**Materials provided**
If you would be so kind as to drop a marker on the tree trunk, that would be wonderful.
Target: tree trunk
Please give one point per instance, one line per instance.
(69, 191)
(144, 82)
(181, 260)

**Short task**
Copy out each line exactly.

**Completed task**
If you would be so kind as to drop a marker on the tree trunk, that would be wonderful.
Target: tree trunk
Please give one point per instance, one line per instance.
(69, 191)
(144, 82)
(181, 260)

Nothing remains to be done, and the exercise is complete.